**Compito da svolgere**
Nel testo sul cinema italiano, sostituisci "cinema" con "cinematografia" e trascrivi tutto ciò che va da "C’era una volta…" giù fino a "list dei candidati.".

**** Testo estratto ****

C’era una volta… il cinema italiano da esportazione. “C’era” perché oggi il cinema italiano é circoscritto entro i confini nazionali, salvo certamente rare eccezioni.
L’Oscar che l’anno scorso é andato a “La grande bellezza” del napoletano Paolo Sorrentino é stato una ventata d’aria fresca che non deve trarre in inganno. Prima dell’anno scorso l’ultima statuetta vinta da un film italiano risale al 1999 (anno de La vita é bella di Roberto Benigni). Il prossimo 22 febbraio al Dobly Theatre di Los Angeles si terrà l’87? edizione della Cerimonia degli Oscar e purtroppo per noi l’Italia non avrà alcun film a rappresentarla nella categoria di Miglior film straniero in quanto l’unica pellicola nostrana presa inizialmente in considerazione per una papabile candidatura, Il capitale umano di Paolo Virzì, é stata ben presto esclusa dalla short list dei candidati.

**** Estratto dei dati ****

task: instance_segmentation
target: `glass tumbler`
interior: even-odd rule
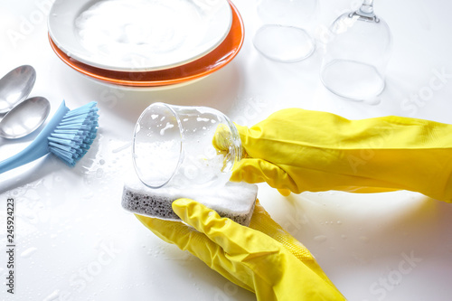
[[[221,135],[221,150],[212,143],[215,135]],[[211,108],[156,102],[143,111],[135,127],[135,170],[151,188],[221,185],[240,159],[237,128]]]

****

**La risposta**
C’era una volta… il cinematografia italiano da esportazione. “C’era” perché oggi il cinematografia italiano é circoscritto entro i confini nazionali, salvo certamente rare eccezioni.
L’Oscar che l’anno scorso é andato a “La grande bellezza” del napoletano Paolo Sorrentino é stato una ventata d’aria fresca che non deve trarre in inganno. Prima dell’anno scorso l’ultima statuetta vinta da un film italiano risale al 1999 (anno de La vita é bella di Roberto Benigni). Il prossimo 22 febbraio al Dobly Theatre di Los Angeles si terrà l’87? edizione della Cerimonia degli Oscar e purtroppo per noi l’Italia non avrà alcun film a rappresentarla nella categoria di Miglior film straniero in quanto l’unica pellicola nostrana presa inizialmente in considerazione per una papabile candidatura, Il capitale umano di Paolo Virzì, é stata ben presto esclusa dalla short list dei candidati.